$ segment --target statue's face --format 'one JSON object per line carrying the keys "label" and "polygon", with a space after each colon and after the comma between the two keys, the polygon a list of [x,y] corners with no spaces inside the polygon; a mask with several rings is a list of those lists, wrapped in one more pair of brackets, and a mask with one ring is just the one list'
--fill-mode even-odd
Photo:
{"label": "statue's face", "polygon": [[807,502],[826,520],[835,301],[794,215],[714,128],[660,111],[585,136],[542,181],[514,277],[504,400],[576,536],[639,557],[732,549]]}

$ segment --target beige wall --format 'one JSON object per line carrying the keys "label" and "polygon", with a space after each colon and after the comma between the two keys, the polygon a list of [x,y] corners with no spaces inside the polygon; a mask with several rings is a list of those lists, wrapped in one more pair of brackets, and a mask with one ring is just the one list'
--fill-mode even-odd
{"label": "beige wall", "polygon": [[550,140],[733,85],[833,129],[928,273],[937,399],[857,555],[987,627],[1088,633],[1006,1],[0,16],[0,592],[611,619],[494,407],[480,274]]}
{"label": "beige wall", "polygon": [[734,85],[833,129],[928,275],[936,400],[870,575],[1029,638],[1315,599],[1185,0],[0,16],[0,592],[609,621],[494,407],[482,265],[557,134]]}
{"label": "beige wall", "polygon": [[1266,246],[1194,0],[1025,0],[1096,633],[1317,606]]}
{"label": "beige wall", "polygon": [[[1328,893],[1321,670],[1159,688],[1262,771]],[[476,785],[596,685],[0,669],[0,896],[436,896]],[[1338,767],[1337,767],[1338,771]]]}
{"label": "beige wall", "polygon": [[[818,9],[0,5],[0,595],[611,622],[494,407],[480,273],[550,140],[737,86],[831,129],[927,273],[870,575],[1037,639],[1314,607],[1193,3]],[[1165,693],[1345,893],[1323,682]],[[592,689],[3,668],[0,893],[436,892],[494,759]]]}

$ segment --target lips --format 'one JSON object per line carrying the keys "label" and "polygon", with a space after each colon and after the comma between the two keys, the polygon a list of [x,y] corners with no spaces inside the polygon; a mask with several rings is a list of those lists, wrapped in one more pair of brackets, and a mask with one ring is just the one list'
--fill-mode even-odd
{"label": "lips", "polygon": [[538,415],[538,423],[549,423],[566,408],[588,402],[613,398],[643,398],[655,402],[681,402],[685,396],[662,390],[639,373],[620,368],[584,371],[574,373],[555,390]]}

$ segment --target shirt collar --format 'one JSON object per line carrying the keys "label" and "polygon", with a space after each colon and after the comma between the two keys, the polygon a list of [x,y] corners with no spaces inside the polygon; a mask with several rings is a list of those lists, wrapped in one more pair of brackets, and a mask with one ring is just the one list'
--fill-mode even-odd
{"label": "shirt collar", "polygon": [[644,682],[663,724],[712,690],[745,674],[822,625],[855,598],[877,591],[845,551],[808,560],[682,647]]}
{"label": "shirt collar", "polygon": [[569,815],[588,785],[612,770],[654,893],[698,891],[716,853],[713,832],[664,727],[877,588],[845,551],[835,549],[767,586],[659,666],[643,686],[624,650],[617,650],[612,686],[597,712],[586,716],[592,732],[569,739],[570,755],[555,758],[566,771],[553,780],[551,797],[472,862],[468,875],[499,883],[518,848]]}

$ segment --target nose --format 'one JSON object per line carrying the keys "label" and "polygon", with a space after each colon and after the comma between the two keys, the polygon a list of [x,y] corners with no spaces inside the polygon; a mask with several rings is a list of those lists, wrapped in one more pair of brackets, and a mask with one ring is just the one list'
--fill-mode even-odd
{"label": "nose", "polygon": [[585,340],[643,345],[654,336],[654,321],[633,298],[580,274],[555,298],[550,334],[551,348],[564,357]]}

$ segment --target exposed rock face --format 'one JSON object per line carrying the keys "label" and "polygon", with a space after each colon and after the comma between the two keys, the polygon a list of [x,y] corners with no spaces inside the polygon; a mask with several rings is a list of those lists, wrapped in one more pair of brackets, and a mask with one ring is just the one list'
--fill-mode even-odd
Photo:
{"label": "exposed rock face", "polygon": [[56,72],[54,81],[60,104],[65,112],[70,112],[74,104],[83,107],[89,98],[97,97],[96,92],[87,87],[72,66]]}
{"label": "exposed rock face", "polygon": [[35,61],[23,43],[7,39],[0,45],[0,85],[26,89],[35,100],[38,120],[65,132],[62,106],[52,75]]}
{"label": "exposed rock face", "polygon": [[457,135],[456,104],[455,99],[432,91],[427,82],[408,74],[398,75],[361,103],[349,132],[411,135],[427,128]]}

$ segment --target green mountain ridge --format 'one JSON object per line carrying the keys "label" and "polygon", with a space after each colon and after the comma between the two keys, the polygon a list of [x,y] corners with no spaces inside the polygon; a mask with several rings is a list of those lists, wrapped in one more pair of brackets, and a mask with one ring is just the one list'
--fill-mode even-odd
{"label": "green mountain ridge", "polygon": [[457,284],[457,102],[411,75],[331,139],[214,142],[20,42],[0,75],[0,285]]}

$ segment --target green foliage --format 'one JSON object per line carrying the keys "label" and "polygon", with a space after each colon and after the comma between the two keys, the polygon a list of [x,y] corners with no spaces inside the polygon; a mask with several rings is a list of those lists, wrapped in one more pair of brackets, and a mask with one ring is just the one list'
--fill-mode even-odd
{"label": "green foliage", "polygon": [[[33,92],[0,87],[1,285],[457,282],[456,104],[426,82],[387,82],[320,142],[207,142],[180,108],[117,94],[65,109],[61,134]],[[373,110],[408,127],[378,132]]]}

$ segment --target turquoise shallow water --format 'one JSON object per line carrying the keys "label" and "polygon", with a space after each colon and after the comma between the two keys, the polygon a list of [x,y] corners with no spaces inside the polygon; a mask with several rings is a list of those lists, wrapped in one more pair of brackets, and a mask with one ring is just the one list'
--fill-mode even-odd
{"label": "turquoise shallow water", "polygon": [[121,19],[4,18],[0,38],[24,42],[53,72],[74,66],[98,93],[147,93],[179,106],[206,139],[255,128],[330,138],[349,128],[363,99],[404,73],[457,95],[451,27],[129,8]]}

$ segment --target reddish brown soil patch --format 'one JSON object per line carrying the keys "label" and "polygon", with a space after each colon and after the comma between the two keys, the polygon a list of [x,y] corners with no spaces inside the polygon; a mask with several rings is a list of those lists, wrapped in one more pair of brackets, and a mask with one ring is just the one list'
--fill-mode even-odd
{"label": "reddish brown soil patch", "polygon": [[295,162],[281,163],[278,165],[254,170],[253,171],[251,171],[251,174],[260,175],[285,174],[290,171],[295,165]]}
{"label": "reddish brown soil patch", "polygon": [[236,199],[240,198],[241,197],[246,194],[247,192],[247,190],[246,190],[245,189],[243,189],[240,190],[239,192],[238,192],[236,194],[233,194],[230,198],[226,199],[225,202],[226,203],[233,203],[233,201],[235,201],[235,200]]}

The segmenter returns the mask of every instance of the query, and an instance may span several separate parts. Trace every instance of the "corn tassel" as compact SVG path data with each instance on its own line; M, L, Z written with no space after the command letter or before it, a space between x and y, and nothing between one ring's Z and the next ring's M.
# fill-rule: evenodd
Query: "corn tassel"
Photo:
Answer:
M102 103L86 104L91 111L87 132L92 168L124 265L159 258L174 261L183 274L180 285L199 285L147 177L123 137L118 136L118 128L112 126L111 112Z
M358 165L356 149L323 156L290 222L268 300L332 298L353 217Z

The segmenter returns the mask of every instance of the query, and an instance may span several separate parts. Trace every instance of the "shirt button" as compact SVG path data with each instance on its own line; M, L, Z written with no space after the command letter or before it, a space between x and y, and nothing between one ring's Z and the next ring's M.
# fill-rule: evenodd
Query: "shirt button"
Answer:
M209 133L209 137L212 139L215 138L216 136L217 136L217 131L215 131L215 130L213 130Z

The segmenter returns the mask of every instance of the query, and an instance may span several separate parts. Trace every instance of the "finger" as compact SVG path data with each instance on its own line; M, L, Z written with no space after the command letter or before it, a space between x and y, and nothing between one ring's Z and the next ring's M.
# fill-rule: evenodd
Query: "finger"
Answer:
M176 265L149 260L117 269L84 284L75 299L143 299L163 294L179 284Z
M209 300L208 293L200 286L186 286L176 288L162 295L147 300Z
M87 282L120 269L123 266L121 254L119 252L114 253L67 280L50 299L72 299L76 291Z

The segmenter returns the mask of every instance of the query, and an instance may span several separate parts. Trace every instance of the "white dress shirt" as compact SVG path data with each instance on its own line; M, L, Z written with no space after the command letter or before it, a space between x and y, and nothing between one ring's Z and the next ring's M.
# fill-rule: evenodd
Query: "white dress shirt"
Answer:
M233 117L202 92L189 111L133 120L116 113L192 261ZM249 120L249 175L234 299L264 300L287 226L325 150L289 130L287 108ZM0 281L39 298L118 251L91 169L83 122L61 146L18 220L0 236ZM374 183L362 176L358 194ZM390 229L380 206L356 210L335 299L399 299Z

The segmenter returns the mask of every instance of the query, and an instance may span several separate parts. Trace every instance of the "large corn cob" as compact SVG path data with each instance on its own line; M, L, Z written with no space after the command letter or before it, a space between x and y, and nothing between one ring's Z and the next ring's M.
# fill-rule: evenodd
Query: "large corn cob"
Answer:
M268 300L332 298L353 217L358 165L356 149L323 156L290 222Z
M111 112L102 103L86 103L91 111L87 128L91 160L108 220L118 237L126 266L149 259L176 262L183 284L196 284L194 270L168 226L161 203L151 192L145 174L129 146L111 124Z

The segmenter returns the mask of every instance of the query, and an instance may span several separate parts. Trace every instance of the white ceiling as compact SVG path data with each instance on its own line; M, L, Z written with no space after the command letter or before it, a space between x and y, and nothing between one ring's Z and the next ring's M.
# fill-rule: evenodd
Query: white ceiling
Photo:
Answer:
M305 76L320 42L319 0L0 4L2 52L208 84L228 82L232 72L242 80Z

• [Directive]: Swap "segmenter" for "mask generator" in everything from the line containing "segment --target reddish" down to the line containing "M358 165L356 149L323", and give those lines again with nothing else changed.

• [Finished task]:
$ segment --target reddish brown soil patch --format 'one JSON object per line carrying the keys "label" and "polygon", with a space after each colon and after the comma between the two keys, the polygon a list of [x,y] corners with no spaces inside the polygon; a mask with several rings is a list of those lists, wrapped in one more pair of brackets, and a mask with one ring is just the one list'
--fill-mode even-odd
{"label": "reddish brown soil patch", "polygon": [[295,162],[281,163],[278,165],[254,170],[253,171],[251,171],[251,174],[260,175],[285,174],[290,171],[295,165]]}
{"label": "reddish brown soil patch", "polygon": [[236,199],[240,198],[241,197],[246,194],[247,192],[247,190],[246,190],[245,189],[243,189],[240,190],[239,192],[238,192],[236,194],[233,194],[230,198],[226,199],[225,202],[226,203],[233,203],[233,201],[235,201],[235,200]]}

The mask generator returns the mask of every instance of the query, and an instance may span several separate parts. Trace every instance of the "corn tassel" as compact SVG path data with each instance on its own line; M, L, Z written with no space after the command letter or before it, a space between x and y, and nothing between one ring's Z and the next ring's M.
# fill-rule: evenodd
Query: "corn tassel"
Photo:
Answer:
M102 103L86 104L91 111L87 132L92 168L124 265L159 258L174 261L183 274L180 285L199 285L147 177L123 137L118 136L118 128L112 126L111 112Z
M358 165L356 149L323 156L290 222L268 300L332 298L353 217Z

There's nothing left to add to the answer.